To do:
#1 List every argument and its type shown under "Argument Types" in the DTrace post.
#2 Write out the DTrace post word for word, from "i.e. list the" up to and including "tcp:::send probes )".

Exercise passage:

Not quite sure why this was happening but by a process of elimination I found that accessing args[4] in tcp:::receive caused these errors.

Fortunately many of the values in args[4] are found in args[3] as well.

To find arguments to tcp:::receive , first run the following command (or alternatively look the TCP probes up on the wiki at http://wikis.sun.com/display/DTrace/tcp+Provider)

( for command line flags check out http://compute.cnr.berkeley.edu/cgi-bin/man-cgi?dtrace+7

-l = list instead of enable probes
-n = Specify probe name to trace or list
-v = Set verbose mode

i.e. list the verbose information about the probes named and don’t enable these probes, just list them)

$ dtrace -lvn tcp:::receive
 5473        tcp                ip                        tcp_output send

        Argument Types
                args[0]: pktinfo_t *
                args[1]: csinfo_t *
                args[2]: ipinfo_t *
                args[3]: tcpsinfo_t *
                args[4]: tcpinfo_t *

(by the way, there are a number of probes that match tcp:::receive, but they all have the same arguments, I didn’t notice all these different tcp:::receive until I actually ran the above command. Before running the command I’d depended on the wiki. Now I’m wondering what the difference is between some of these tcp:::receive and tcp:::send probes )

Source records
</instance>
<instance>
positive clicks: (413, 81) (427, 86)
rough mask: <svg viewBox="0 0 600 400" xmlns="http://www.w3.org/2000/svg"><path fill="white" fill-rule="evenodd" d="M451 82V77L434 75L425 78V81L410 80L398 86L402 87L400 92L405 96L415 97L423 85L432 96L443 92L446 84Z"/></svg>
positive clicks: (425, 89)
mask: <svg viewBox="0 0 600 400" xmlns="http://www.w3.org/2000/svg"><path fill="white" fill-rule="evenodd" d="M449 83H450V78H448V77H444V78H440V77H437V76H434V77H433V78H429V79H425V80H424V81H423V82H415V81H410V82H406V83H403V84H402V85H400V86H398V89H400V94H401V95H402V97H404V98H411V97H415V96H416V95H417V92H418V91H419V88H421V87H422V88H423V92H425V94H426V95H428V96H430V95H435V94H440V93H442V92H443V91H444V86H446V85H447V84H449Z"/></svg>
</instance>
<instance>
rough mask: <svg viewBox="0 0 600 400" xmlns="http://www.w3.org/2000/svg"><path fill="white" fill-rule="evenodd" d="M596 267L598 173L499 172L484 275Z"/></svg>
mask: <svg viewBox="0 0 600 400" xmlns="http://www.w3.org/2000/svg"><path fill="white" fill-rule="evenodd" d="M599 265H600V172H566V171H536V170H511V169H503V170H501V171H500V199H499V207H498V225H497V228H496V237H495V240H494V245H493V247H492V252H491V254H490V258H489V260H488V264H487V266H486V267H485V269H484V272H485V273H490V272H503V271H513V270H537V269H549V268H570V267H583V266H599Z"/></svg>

Results by task:
#1
- args[0]: pktinfo_t *
- args[1]: csinfo_t *
- args[2]: ipinfo_t *
- args[3]: tcpsinfo_t *
- args[4]: tcpinfo_t *

#2
i.e. list the verbose information about the probes named and don’t enable these probes, just list them)

$ dtrace -lvn tcp:::receive
 5473        tcp                ip                        tcp_output send

        Argument Types
                args[0]: pktinfo_t *
                args[1]: csinfo_t *
                args[2]: ipinfo_t *
                args[3]: tcpsinfo_t *
                args[4]: tcpinfo_t *

(by the way, there are a number of probes that match tcp:::receive, but they all have the same arguments, I didn’t notice all these different tcp:::receive until I actually ran the above command. Before running the command I’d depended on the wiki. Now I’m wondering what the difference is between some of these tcp:::receive and tcp:::send probes )